BEGIN Record excerpts

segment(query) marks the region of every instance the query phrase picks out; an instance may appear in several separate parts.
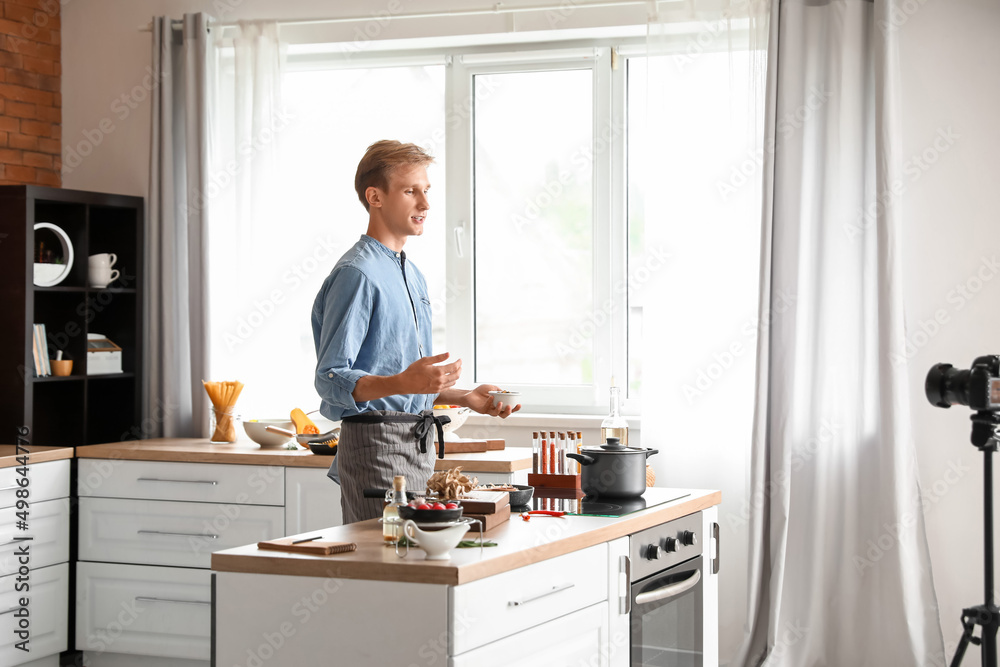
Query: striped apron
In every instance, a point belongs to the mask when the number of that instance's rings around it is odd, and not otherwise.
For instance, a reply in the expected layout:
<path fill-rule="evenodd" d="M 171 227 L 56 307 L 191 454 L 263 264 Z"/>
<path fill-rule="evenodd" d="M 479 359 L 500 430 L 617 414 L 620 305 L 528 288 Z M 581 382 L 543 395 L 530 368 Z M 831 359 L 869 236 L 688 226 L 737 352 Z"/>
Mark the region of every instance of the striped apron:
<path fill-rule="evenodd" d="M 340 482 L 344 523 L 381 517 L 384 503 L 379 498 L 365 498 L 364 490 L 391 489 L 396 475 L 406 478 L 407 489 L 423 491 L 434 474 L 434 447 L 427 447 L 427 441 L 436 427 L 439 456 L 443 458 L 441 425 L 449 421 L 448 417 L 435 417 L 431 410 L 419 415 L 374 410 L 345 417 L 337 457 L 328 473 Z"/>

END Record excerpts

*What to do:* Only the lines from the one holding "171 227 L 56" through the final line of the entries, both included, should be given again, word for word.

*Exercise solution:*
<path fill-rule="evenodd" d="M 171 227 L 56 307 L 191 454 L 263 264 Z"/>
<path fill-rule="evenodd" d="M 479 359 L 500 430 L 617 414 L 620 305 L 528 288 Z M 581 382 L 543 395 L 530 368 Z M 831 359 L 869 236 L 688 226 L 737 352 Z"/>
Mark the region of every instance of the striped apron:
<path fill-rule="evenodd" d="M 340 482 L 344 523 L 381 517 L 384 503 L 379 498 L 365 498 L 364 490 L 391 489 L 396 475 L 406 478 L 407 489 L 423 491 L 434 474 L 434 447 L 427 447 L 427 441 L 436 427 L 439 456 L 443 458 L 441 425 L 449 421 L 448 417 L 435 417 L 431 410 L 419 415 L 374 410 L 345 417 L 337 457 L 328 473 Z"/>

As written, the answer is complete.